Bauer sucht Kuh - Seit einem Jahr sind zwei Wiederkäuer in der Eifel auf der Flucht

Manderscheid · Das Leben auf dem Land schreibt ku(h)riose Geschichten. Der Ruf der Wildnis war für zwei Kühe eines Landwirts bei Manderscheid bislang stärker als der Hunger und die Vorliebe für ein Dach über dem Kopf. Jetzt fordert die Kreisverwaltung: Sie müssen eingefangen werden.

Manderscheid. Eine Kuh macht Muh, viele Kühe machen Mühe - ein bei Narren beliebter Spruch, über den ein Landwirt aus der VG Manderscheid wohl nur müde lächeln kann. Denn zwei kühne Kühe bereiten ihm schon seit einem Jahr große Mühe. Zumindest theoretisch. Denn praktisch sind sie gar nicht mehr da. Oder besser gesagt: irgendwo. Aber wo? Das weiß er nicht so genau.

▸ Quelleneinträge
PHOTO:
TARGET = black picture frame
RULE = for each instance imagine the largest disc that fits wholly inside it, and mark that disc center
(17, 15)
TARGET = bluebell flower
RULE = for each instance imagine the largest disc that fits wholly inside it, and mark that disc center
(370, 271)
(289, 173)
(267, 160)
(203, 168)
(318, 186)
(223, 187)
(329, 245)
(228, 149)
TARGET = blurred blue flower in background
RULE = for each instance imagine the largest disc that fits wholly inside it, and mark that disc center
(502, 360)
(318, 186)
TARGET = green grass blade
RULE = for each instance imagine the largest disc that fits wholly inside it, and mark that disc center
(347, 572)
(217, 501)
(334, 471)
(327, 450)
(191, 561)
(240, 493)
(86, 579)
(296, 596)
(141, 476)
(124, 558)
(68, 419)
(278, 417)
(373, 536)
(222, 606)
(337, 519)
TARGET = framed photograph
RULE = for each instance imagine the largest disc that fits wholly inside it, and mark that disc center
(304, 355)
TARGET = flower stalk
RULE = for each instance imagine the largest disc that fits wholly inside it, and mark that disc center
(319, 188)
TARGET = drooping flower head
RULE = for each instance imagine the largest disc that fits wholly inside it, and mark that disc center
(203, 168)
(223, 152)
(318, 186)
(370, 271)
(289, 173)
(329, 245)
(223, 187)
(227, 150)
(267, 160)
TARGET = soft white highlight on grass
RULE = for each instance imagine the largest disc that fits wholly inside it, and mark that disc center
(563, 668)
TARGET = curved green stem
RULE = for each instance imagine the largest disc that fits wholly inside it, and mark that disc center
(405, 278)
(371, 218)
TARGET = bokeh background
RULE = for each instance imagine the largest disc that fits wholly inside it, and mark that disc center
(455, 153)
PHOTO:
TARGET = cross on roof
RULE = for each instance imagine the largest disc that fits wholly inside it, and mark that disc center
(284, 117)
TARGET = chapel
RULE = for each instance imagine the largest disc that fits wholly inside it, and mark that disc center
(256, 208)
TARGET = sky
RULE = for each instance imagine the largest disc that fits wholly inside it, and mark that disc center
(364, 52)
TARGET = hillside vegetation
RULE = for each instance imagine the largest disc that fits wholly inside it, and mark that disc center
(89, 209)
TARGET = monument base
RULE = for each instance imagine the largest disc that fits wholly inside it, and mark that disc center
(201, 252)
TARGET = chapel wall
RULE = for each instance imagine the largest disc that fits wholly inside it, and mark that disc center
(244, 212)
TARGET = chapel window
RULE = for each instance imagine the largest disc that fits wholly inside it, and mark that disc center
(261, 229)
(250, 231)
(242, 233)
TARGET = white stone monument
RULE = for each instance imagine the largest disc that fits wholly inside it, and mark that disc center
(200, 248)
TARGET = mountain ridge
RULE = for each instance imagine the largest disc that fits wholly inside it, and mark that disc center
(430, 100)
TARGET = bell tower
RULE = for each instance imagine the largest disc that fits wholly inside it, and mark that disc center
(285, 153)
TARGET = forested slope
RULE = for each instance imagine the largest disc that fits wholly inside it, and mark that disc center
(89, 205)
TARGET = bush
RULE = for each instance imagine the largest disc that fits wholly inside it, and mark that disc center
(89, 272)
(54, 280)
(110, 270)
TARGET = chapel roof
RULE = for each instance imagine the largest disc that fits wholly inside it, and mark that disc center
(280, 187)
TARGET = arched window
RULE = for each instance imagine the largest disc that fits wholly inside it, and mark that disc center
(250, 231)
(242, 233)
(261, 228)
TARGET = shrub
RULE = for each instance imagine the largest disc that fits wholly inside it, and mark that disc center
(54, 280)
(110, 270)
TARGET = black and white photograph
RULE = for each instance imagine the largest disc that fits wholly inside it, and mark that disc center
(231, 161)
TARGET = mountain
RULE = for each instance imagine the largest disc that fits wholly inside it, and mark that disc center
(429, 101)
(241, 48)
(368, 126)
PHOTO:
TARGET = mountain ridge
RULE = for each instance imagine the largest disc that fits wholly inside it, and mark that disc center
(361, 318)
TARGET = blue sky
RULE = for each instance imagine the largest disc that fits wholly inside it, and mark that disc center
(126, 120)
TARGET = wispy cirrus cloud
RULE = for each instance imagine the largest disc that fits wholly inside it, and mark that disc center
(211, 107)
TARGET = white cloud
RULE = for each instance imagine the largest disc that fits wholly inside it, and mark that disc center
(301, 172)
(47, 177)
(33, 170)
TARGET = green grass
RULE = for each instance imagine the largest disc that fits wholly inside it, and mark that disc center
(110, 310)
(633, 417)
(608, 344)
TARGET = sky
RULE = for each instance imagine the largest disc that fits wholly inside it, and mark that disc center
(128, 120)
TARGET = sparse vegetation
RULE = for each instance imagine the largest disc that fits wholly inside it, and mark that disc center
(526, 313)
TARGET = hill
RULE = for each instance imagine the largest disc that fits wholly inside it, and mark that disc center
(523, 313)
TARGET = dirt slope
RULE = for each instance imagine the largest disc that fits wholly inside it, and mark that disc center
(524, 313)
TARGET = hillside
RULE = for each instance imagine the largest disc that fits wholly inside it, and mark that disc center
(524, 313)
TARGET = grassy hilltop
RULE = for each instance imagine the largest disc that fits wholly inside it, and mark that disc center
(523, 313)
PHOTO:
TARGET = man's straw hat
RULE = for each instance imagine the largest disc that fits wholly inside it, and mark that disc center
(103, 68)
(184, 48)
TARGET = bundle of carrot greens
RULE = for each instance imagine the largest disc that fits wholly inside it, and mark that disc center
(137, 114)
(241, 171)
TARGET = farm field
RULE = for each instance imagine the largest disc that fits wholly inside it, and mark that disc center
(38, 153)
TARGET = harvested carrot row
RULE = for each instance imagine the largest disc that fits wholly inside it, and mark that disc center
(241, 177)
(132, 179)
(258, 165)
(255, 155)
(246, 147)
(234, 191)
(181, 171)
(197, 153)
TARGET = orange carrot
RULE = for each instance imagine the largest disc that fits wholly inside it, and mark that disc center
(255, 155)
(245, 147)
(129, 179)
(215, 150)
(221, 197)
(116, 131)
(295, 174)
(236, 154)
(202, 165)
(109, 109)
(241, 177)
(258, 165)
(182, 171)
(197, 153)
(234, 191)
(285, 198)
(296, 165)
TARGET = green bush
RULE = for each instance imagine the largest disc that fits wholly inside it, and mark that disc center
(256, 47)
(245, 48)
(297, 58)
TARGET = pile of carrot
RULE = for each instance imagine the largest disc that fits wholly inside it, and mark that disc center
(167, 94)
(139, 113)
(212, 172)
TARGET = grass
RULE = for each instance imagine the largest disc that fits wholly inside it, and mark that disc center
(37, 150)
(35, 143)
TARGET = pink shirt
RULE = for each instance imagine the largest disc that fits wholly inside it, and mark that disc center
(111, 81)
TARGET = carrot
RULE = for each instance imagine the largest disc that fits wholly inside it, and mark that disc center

▸ Schriftliche Aufgabe 1
Beantworte zum Textabschnitt über die entlaufenen Kühe diese Fragen:
(a) Seit wann sind die zwei Kühe laut Überschrift auf der Flucht?
(b) Was verlangt die Kreisverwaltung?
(c) Welcher Spruch ist bei Narren beliebt?
▸ Schriftliche Aufgabe 2
Gib nur die Zahl an: In wie vielen Zeilen der Einträge steht das Wort „white“? Groß- und Kleinschreibung zählt.

▸ Ergebnis 1
(a) Seit einem Jahr.
(b) Die Kühe müssen eingefangen werden.
(c) „Eine Kuh macht Muh, viele Kühe machen Mühe“.

▸ Ergebnis 2
4